BEGIN Data in this exercise
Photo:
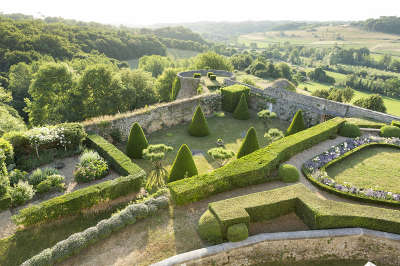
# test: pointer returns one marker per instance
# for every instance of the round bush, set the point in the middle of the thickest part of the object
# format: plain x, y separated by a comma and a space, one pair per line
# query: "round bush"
237, 232
288, 173
390, 132
349, 130
209, 228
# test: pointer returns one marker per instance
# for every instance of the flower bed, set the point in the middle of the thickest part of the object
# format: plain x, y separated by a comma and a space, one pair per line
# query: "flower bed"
315, 170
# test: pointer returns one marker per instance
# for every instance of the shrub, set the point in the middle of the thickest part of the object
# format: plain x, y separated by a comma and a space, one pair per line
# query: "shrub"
297, 124
198, 127
249, 144
52, 183
288, 173
242, 111
21, 193
17, 175
349, 130
390, 132
183, 165
8, 151
137, 142
237, 232
231, 96
209, 228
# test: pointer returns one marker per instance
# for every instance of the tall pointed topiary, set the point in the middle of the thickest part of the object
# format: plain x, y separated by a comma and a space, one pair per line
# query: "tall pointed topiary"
183, 165
137, 142
242, 110
250, 143
199, 127
297, 124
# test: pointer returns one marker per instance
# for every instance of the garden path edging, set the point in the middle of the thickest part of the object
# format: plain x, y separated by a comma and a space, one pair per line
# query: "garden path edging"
212, 250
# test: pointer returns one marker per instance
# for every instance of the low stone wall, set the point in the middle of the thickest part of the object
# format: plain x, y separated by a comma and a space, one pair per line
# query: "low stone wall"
286, 103
156, 117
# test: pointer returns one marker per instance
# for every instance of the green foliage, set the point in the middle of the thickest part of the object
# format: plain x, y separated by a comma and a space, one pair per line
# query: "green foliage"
212, 60
297, 124
249, 144
137, 142
116, 158
373, 102
390, 132
349, 130
183, 166
198, 127
72, 203
252, 169
288, 173
242, 110
231, 96
237, 232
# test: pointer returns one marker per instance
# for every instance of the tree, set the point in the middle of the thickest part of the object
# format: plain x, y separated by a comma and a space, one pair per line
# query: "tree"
183, 165
220, 155
297, 124
242, 110
198, 127
137, 142
157, 176
250, 143
211, 60
373, 102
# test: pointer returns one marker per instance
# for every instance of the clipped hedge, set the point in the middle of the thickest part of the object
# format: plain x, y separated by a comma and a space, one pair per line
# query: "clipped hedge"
121, 163
76, 242
254, 168
315, 213
72, 203
231, 96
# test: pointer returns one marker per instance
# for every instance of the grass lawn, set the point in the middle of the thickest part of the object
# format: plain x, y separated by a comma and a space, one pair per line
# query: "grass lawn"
227, 128
372, 167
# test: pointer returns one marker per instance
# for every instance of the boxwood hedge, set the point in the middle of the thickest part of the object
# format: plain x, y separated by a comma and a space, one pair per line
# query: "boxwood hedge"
316, 213
251, 169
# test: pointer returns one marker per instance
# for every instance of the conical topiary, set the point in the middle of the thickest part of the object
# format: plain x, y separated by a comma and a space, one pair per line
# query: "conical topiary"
137, 142
297, 124
242, 110
183, 165
250, 143
198, 127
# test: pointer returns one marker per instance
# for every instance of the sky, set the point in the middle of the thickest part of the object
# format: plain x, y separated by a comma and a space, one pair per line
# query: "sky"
147, 12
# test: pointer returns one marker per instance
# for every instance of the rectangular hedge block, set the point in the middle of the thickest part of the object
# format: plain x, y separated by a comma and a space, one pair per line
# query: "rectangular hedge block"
251, 169
231, 96
316, 213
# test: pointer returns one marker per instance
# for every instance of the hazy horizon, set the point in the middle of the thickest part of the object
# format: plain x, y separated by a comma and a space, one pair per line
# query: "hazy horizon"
147, 13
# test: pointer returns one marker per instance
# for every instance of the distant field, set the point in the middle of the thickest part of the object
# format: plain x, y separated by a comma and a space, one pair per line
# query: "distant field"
328, 36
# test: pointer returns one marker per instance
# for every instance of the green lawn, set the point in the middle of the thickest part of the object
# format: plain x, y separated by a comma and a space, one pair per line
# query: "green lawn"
229, 129
372, 167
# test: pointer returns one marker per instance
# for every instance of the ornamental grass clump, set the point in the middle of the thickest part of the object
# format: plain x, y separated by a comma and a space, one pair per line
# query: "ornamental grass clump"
183, 165
250, 143
137, 142
198, 127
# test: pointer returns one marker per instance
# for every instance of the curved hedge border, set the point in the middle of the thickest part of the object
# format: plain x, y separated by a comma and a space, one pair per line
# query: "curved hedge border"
251, 169
76, 242
353, 193
72, 203
315, 213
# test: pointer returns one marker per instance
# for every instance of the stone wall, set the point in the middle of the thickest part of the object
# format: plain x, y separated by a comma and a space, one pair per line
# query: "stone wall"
286, 103
157, 116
END Data in this exercise
From the first line to the last, set down the data exactly, without the pictures.

# Reply to the task
Photo:
# test: pointer returns one marker per instance
# for every instance of the round bush, set the point in the middle of the thickest part of the object
# format: plain x, y separated by a comma and a space, one pair per line
# query: "round bush"
237, 232
288, 173
390, 132
349, 130
209, 228
# test: pointer returns one marker per instance
# for every instance of the flower bed, set the point in the middle of the thickest part of the object
# format: plain x, y separated by a comma and a space, one pair per line
# query: "flower bed"
315, 170
# test: pointer returns one marker per instance
# for every instance of the shrub, set the point in the middle of the thickest part of the object
# format: plain x, y separated by a comma and a space, one pair per line
# query: "shrub"
297, 124
198, 127
249, 144
52, 183
288, 173
242, 111
21, 193
17, 175
349, 130
390, 132
183, 165
8, 151
137, 142
237, 232
231, 96
209, 228
# test: pointer returns one marker per instance
# for every instance of the tall pointed topiary, set the point in the middle of the thickest part of the object
# format: plain x, y separated by a comma and a space, one pair per line
# query: "tall pointed topiary"
183, 165
137, 142
242, 110
250, 143
199, 127
297, 124
# test: pointer returns one marker per instance
# for every instance of the garden path edging, set the point in the middle of the thickest part of the object
# format: plain x, y separated by a comma and a space, one pair per line
# query: "garden path edging"
212, 250
# test: pointer returns one marker per instance
# for every instance of the low stone wall, set the point in the middle of the thickest part of the object
# format: plain x, y separated by a comma and a space, one pair per line
# query: "low stone wall"
286, 103
156, 117
# test: pointer returns one marker per instance
# for every instance of the green foliage, set the point in the middle of the thickest part of the object
# format: plain x, y separated by a comma and a space, one pair per line
# query: "green foliage"
212, 60
297, 124
249, 144
137, 142
116, 158
373, 102
390, 132
349, 130
183, 166
198, 127
72, 203
252, 169
288, 173
242, 110
231, 96
237, 232
# test: pointer returns one marker per instance
# for every instance of the tree, set the point in the middle of the thickest part of the object
# format: plain x, y separated by a comma and a space, one pair per line
# query: "tree"
183, 165
220, 155
297, 124
242, 110
198, 127
137, 142
157, 176
250, 143
211, 60
373, 102
# test: pointer returns one marker per instance
# for every instance of the clipped hedge, set the point in the middle of the thickest part of the object
# format: plain x, y separated by a comma and a space, one pair per line
# query: "clipped hedge"
121, 163
76, 242
254, 168
315, 213
72, 203
231, 96
# test: pointer returns one marker per instance
# for every instance of the grass lawn, set the point in the middle of the thickest part of the object
# format: plain x, y separated by a comma and a space, one pair per line
# query: "grass lawn"
227, 128
372, 167
# test: pointer returns one marker per instance
# for every instance of the boxwood hedge, set the point in the middle of the thickest part of the object
# format: plain x, y separated by a comma and a space, one pair per line
# query: "boxwood hedge"
316, 213
251, 169
# test: pointer returns one marker per instance
# for every instance of the conical topiary, set the point in the middle of the thickest part of the object
# format: plain x, y separated by a comma and a space, one pair per line
# query: "conical topiary"
137, 142
297, 124
242, 110
183, 165
250, 143
198, 127
# test: pointer returns one marker per instance
# for every instance of the sky, set the point in the middle of the thickest part of the object
# format: plain x, y separated by a comma and a space, one pair per line
# query: "sky"
147, 12
# test: pointer returns one marker per instance
# for every instance of the rectangular hedge block, set the point in the middle of the thickest part of the object
# format: plain x, y separated by a comma and a space, one pair per line
# query: "rectangular hedge block"
251, 169
231, 96
316, 213
# test: pointer returns one marker per instance
# for every instance of the hazy horizon, set the point in the middle of the thickest part of the object
# format: plain x, y separated by a comma and a space, one pair per line
# query: "hazy horizon"
147, 13
# test: pointer returns one marker per instance
# for every instance of the distant field, set the point in the middle of the thickest part of the object
# format: plain x, y separated by a comma and a space, one pair per line
# query: "distant field"
328, 36
# test: pointer returns one marker per instance
# for every instance of the green lawn, set the point in the middle of the thickest part of the object
# format: plain x, y separated by a comma and a space, one pair per line
# query: "green lawn"
229, 129
372, 167
# test: pointer returns one marker per instance
# for every instance of the ornamental grass clump, set the point in the middle of the thickest part of the object
# format: plain x, y separated by a comma and a space, one pair per line
# query: "ornamental grass clump"
183, 165
250, 143
137, 142
198, 127
# test: pointer returns one marker per instance
# for every instance of the curved hedge border, set the point in the middle of the thickest part of the object
# format: plain x, y separated by a comma and a space, one pair per line
# query: "curved hedge border"
251, 169
76, 242
353, 193
72, 203
315, 213
# test: pointer returns one marker per instance
# for every instance of the stone wall, set the point in the middle of the thickest part of the object
# format: plain x, y separated by a comma and a space, one pair per line
# query: "stone wall"
286, 103
157, 116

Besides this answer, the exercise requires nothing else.